-- EXCERPTED TEXT start --
One solution for "line level" applications, where the voltage and current are low, is the simulated inductor. By configuring an opamp and capacitor appropriately, the combination can be made to act just like a real inductor, but with fewer shortcomings. This is commonly known as a simulated inductor or a gyrator. When used with a capacitor, "traditional" LC (inductance-capacitance) filters can be created, and these are common building blocks in many filter applications.
The generalised circuits are shown below, one using only an emitter follower (cheap and cheerful) or the "real" alternative using an opamp.
Figure 13 - Simulated Inductors & Parallel Filter Response
L = R1 * R2 * C1 Henrys (where resistance is in Ohms and capacitance is in Farads)For the above example, the simulated inductors are nominally 1H, but the transistor version is actually slightly less because the gain of an emitter follower is typically only about 0.98 instead of unity. The circuits can be wired for series or parallel resonance, but the "inductors" are earth (ground) referenced. If you need a floating inductor, there is a circuit that can be used, but it's considerably more complex. For a great many equalisers and the like needed in audio, having the inductor earth referenced is not usually a problem.
Simulated inductors are not immune from "winding resistance", but it is fairly obviously not because of the resistance of a coil of wire. R2 is needed for the circuit to work, and is directly equivalent to winding resistance. Although some opamps will be able to work with values lower than the 100 ohms shown, there is a risk of instability if R2 is made too low. In general, 100 ohms is a reasonable compromise, and works well in practice.
7.5 - All-Pass Filter
It's hard to think of this as a filter, since it leaves the frequency response unchanged. Only the phase of the signal is varied, and with this comes a potentially useful time delay. Although the delay is short, it can be used to "time align" drivers whose acoustic centres are separated far enough to cause problems.
-- EXCERPTED TEXT end --
-- DATA BLOCK start --
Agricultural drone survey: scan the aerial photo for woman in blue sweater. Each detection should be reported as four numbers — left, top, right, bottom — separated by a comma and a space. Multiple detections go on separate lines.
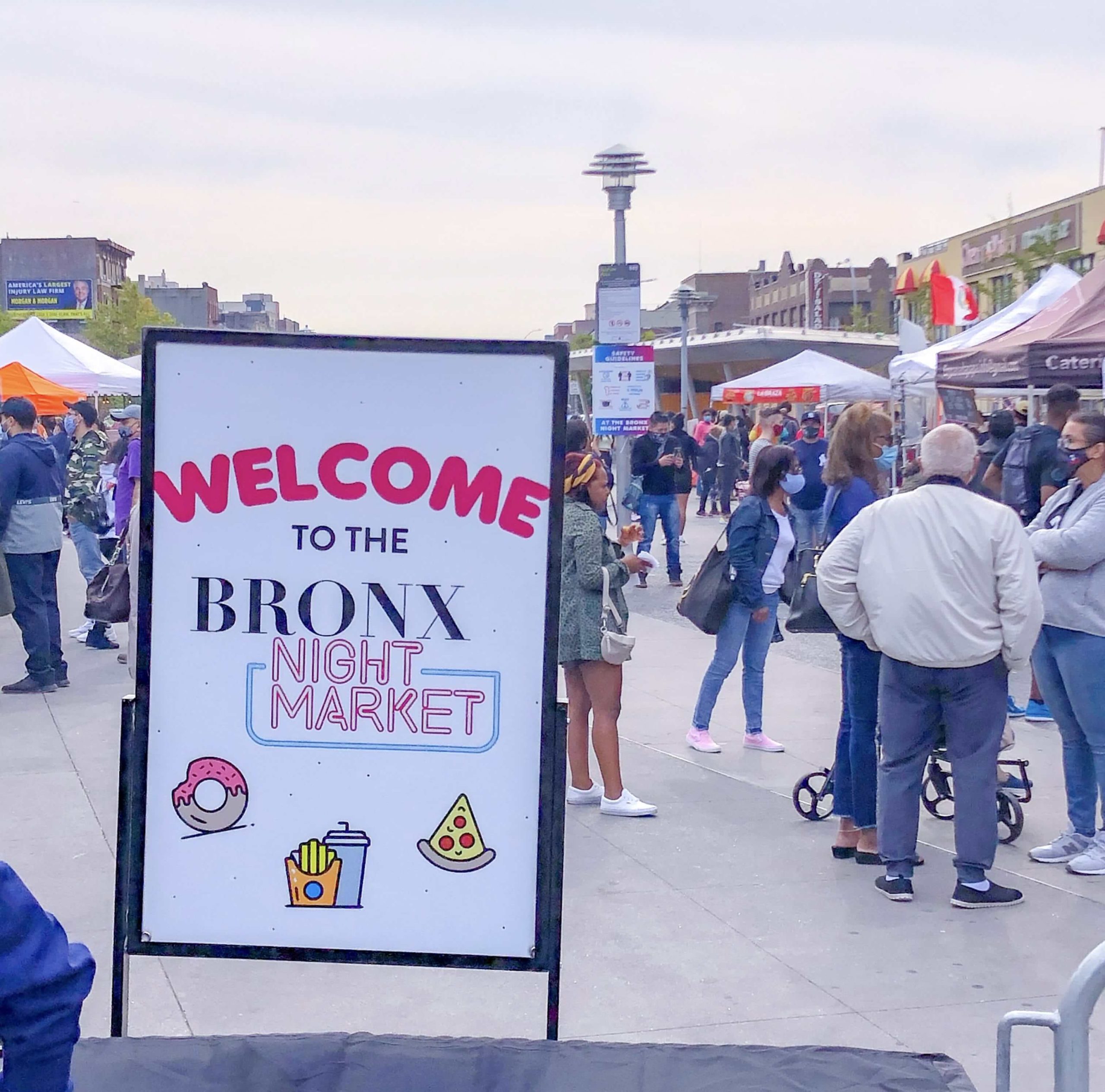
-- DATA BLOCK end --
◆ **EXERCISE**
Reproduce everything in the simulated inductor text from "Simulated inductors are not" down to "to cause problems.", word for word. Work from the simulated inductor text alone, not the material.

◆ **THE COMPLETED TASK**
Simulated inductors are not immune from "winding resistance", but it is fairly obviously not because of the resistance of a coil of wire. R2 is needed for the circuit to work, and is directly equivalent to winding resistance. Although some opamps will be able to work with values lower than the 100 ohms shown, there is a risk of instability if R2 is made too low. In general, 100 ohms is a reasonable compromise, and works well in practice.
7.5 - All-Pass Filter
It's hard to think of this as a filter, since it leaves the frequency response unchanged. Only the phase of the signal is varied, and with this comes a potentially useful time delay. Although the delay is short, it can be used to "time align" drivers whose acoustic centres are separated far enough to cause problems.